[Task set]
[1] In the soil microbe study text, on which days were the microcosms destructively sampled?
[2] List every distinct length of time or sampling day given as a number in the soil microbe study text.
[3] Continue the soil microbe study text, starting after its last sentence.

Start of Excerpt

The persistence of soil microbes: Active community composition and capability to respond to litter addition after 10-years of no-inputs

Background/Question/Methods

It has been speculated that the high microbial diversity found in soils may be due in part to a large inactive-biomass that is able to persist in soils for long periods of time. This persistent microbial fraction may help to buffer the functionality of the soil community during times of low nutrients by providing a reservoir of specialized functions that can be re-activated when conditions improve.  A study was designed to test the hypothesis: Following 10-years of no above- or below- ground inputs from plants, new inputs will stimulate the growth and activity of a persistent microbial community able to break down litter and having a community composition similar to control soils. Soils were collected from the HJ Andrews Experimental Forest’s Detrital Input and Removal Treatments (DIRT) from the No-Input plots where all above- and below-ground litter had been excluded for 10 years.  These soils and Control plot soils that had received normal rates of litter additions were used in a microcosm experiment where Douglas-fir (the site’s dominant vegetation) needles were added to soils.  Following additions, microcosms were destructively sampled at Day 3 and Day 151. Soil microbial ribosomal DNA and RNA was extracted and characterized using Q-PCR and 454-pyrosequencing.

End of Excerpt
Start of Extracted data

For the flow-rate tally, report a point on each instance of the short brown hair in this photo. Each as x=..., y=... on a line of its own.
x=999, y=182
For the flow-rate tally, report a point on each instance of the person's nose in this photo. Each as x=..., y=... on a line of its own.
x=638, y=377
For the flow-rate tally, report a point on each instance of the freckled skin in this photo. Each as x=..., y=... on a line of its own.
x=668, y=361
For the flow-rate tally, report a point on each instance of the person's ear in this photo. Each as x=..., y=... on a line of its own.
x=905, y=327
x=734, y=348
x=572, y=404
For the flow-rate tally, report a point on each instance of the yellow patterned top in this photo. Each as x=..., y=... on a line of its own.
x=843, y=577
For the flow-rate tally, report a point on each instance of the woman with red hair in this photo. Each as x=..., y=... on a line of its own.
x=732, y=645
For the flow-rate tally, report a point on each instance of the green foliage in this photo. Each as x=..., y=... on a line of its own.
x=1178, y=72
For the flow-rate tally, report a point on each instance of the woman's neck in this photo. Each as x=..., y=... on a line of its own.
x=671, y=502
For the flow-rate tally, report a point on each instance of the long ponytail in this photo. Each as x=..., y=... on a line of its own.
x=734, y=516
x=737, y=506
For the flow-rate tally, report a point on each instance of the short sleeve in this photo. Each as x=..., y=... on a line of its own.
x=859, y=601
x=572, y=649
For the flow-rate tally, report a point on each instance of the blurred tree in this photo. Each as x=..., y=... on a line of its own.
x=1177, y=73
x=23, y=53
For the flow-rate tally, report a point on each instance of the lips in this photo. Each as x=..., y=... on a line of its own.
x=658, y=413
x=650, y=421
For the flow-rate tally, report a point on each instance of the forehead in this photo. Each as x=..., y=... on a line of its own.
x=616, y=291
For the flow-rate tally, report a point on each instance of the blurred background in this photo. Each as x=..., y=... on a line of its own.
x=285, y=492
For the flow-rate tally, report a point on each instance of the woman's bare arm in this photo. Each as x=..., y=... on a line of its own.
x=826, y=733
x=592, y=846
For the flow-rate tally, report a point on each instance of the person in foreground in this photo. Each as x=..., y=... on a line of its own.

End of Extracted data

[Answers by item number]
[1] Day 3 and Day 151.

[2] 10 years, Day 3, Day 151

[3]
Results/Conclusions

Bacterial 16S rDNA gene copy numbers increased from Day 3 to Day 151 in all treatments, but no significant differences were found between soils or treatments.  At Day 3 sampling, 16S rRNA gene copy numbers were significantly higher in Douglas-fir amended soils compared to unamended, but the opposite trend was observed at Day 151. These results suggest a change in the bacterial community during the incubation and are substantiated by pyrosequences of the 16S rRNA.  Analysis of ~108,000 bacterial sequences showed a significant change in the active (RNA-based) community between Day 3 and Day 151.  Interestingly, at Day 3 all soils and treatments were similar, but at Day 151 Control soil with Douglas-fir addition was significantly different from No-Input soil with no amendment, with the other microcosms intermediate. Fungal 28S rDNA was higher in Day 3 compared to Day 151, but 28S rRNA did not vary between times, treatments, or soils. In summary these results show that even after 10 years of exclusion of plant above- and below-ground inputs, active microbial communities remained similar and that the legacy of community composition was well buffered against a dramatic disturbance.